**What you have to do:** Quote all of the data that follows exactly as written, skipping the images.

**Records provided:**
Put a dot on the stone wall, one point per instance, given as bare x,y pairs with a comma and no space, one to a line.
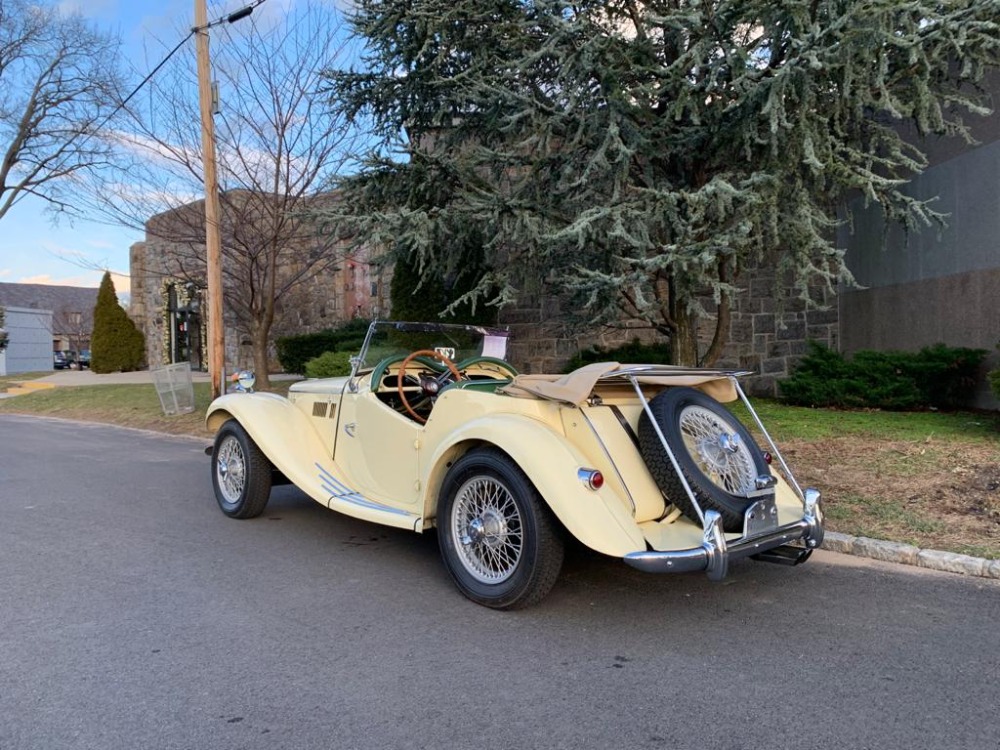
314,301
768,331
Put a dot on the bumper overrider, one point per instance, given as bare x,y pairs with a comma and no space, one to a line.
762,539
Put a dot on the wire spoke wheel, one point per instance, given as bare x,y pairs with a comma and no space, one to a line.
718,459
718,450
499,540
241,473
231,469
488,526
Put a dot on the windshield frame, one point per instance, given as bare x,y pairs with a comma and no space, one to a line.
358,364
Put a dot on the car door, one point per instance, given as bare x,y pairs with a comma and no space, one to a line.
378,449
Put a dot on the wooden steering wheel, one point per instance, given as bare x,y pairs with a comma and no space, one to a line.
430,385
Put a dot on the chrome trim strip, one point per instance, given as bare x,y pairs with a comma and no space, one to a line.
670,370
611,461
713,557
339,491
770,442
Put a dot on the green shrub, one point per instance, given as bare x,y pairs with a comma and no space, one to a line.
328,365
634,352
295,351
936,376
994,378
116,345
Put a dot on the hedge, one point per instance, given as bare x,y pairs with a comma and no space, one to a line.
937,376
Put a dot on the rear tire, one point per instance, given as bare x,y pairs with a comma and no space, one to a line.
241,473
718,456
498,538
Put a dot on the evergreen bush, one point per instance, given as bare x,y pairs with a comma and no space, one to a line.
295,351
937,376
634,352
994,378
329,365
116,345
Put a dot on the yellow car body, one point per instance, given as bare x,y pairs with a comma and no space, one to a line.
347,444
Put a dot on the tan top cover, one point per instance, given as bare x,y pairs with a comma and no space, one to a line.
575,388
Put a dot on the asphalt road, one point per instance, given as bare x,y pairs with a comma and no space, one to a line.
134,615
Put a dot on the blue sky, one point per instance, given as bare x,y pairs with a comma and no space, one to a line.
35,250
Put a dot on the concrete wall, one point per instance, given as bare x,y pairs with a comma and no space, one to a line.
939,284
30,343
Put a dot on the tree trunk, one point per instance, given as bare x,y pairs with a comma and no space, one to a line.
261,365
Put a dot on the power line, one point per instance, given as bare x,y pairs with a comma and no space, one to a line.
230,18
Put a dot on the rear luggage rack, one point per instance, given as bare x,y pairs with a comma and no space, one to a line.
762,537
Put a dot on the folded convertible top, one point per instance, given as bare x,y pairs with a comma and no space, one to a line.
575,388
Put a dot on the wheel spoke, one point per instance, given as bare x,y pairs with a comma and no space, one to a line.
487,523
717,450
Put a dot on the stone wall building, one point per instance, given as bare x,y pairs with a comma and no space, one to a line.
319,283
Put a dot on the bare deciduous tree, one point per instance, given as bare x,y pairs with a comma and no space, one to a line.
59,83
279,151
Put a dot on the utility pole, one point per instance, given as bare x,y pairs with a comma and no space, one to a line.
213,238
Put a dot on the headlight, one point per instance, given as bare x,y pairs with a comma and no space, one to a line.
246,380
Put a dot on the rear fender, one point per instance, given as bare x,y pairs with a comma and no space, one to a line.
600,519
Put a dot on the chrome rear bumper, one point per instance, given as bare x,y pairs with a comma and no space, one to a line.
715,553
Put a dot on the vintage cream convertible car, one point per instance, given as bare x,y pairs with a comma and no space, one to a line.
433,429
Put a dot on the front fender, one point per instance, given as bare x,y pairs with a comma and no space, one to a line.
600,519
275,425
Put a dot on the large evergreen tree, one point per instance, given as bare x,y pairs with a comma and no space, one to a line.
116,345
640,153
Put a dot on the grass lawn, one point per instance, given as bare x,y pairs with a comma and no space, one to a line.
931,479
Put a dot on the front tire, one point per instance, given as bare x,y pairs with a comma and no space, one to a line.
498,539
241,473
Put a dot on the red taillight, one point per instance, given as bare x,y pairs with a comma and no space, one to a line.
591,477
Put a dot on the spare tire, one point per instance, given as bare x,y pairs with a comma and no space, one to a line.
719,458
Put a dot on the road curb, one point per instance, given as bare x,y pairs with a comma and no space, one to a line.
907,554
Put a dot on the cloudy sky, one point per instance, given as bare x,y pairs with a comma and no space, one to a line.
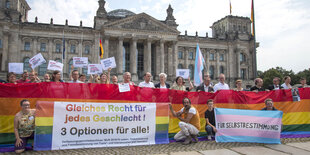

**Task output:**
Put a dot on the stone wall, one point per instance, given as bare x,y pairs with a comma and no space, one to a line.
314,301
768,331
Put a dot on the bumper overrider, one point per instance, given as bare x,y pairs with a comma and no space, one to a line.
762,539
Put a dot on the wire spoke wheel, one point per instance, given as bare x,y pairs with a comma and no space, one to a line.
718,459
718,450
499,540
241,473
231,469
488,526
Put a dot on the windshield frame, one point per instance, given as bare x,y pairs with a comma and no space, one to a line.
358,364
Put a dot on the car door, one point per instance, given as bare x,y pairs with a comma and no space, one to a line.
378,449
Put a dot on the wooden steering wheel, one point per instance, given as bare x,y pairs with a comma and no space, one to a line.
430,385
Put a dot on the chrome trim strip, one point per instance, given as bare x,y pairs with a comma and no space, one to a line.
670,370
611,461
713,557
339,491
770,442
Put a dot on the green shrub, one point per instance, given as bare x,y pairs with a comma and no space, one to a line.
328,365
634,352
295,351
936,376
994,378
116,345
Put a dot on the hedge, one point per instance, given as bare x,y pairs with a comma and no space, one to a line.
937,376
Put a dot on the rear tire, one point per instance, given as bare x,y pairs with a comma and no space, one to a line.
241,473
718,456
498,538
Put a dot on the evergreen bush, one point per instance, given as bare x,y pairs with a comma and no space, one to a line.
295,351
937,376
634,352
994,378
329,365
116,345
Put a dot on the yellow car body, one point per instance, given as bare x,y pairs with a comma and no space, one to a line.
347,444
Put a dot on the tan top cover, one point per instance, given as bare x,y pairs with a comma and no space, one to a line.
575,388
Put a dot on the asphalt road, one point per instance, given as bare x,y pairs with a comma and no space, one to a line.
134,615
Put a dot on the blue sky, one point per instance, given as bare x,y pairs with a comma and no space, one to a line.
35,250
Put a dot on the concrete wall, one point per instance, given as bare x,y pairs with a comma and no space, one to a line.
939,284
30,343
Put a dot on the tree trunk, one point per instance, given as bare x,y pairs with a comma and no space, one to a line.
261,365
Put a dot on the power line, one point per instance, given as bare x,y pairs with a comma and no space, one to a line.
230,18
Put a dot on the rear luggage rack, one point per instance, given as bare x,y pairs with a comma and no space, one to a line.
762,537
Put a dot on the folded convertible top, one point per instance, given as bare x,y pairs with a comma and no space, one to a line.
575,388
Put a dot on the wheel spoke, one point per instance, given as bare x,y pairs with a comma and no space, one to a line.
487,523
717,450
Put a dot on the stone wall building, one point per instance, given as bare x,y pairs with a comma and no space, one to a line.
319,283
Put a dot on the bare deciduous tree, one point per instance, given as bare x,y pairs with a comma and no space, one to a line.
59,83
279,151
Put a dot on the utility pole, one point per instance, given as bare x,y pairs with a comma and no space, one to a line.
213,238
Put a dot on the headlight, one point per instance, given as bare x,y pairs with a comma and no space, one to a line.
246,380
Put a dot on the rear fender, one point per instance, given as bare x,y pairs with a comma and no space, one to a line.
600,519
Put a dot on the chrome rear bumper, one point per instance, given as bare x,y pairs with a comma and no space, one to a line.
715,553
Put a dot on the vintage cream convertible car, one point per instance, given as bare x,y pairs with a comma and no space, one to a line.
433,429
Put a dot on the front fender, one point per instance, given as bare x,y pairs with a comma and no space, one to a line.
600,519
275,425
Put a dot on the large evergreen tree, one point per instance, given as bare x,y pairs with a comma and no space, one to a line.
116,345
640,153
Put a dot on the grass lawn, one point per instance, given as bare x,y pairs with a comma and no space, one to a line.
931,479
Put a dot on the front tire, one point per instance, given as bare x,y pairs with a comma and no space, one to a line.
498,539
241,473
Put a dot on the red taillight, one point per instance, given as bare x,y pairs with a comma and no space, one to a line.
591,477
Put a dot on the spare tire, one point per instance, given as bare x,y pairs with a comma and no space, one to a line.
719,458
Put a dot on the road curb, one point per instance, given as bare x,y pairs with a comma and no space, one to a line.
907,554
Put a dot on the cloudy sky, one point per instance, given as bare x,y pairs with a comma and no space, one to a line.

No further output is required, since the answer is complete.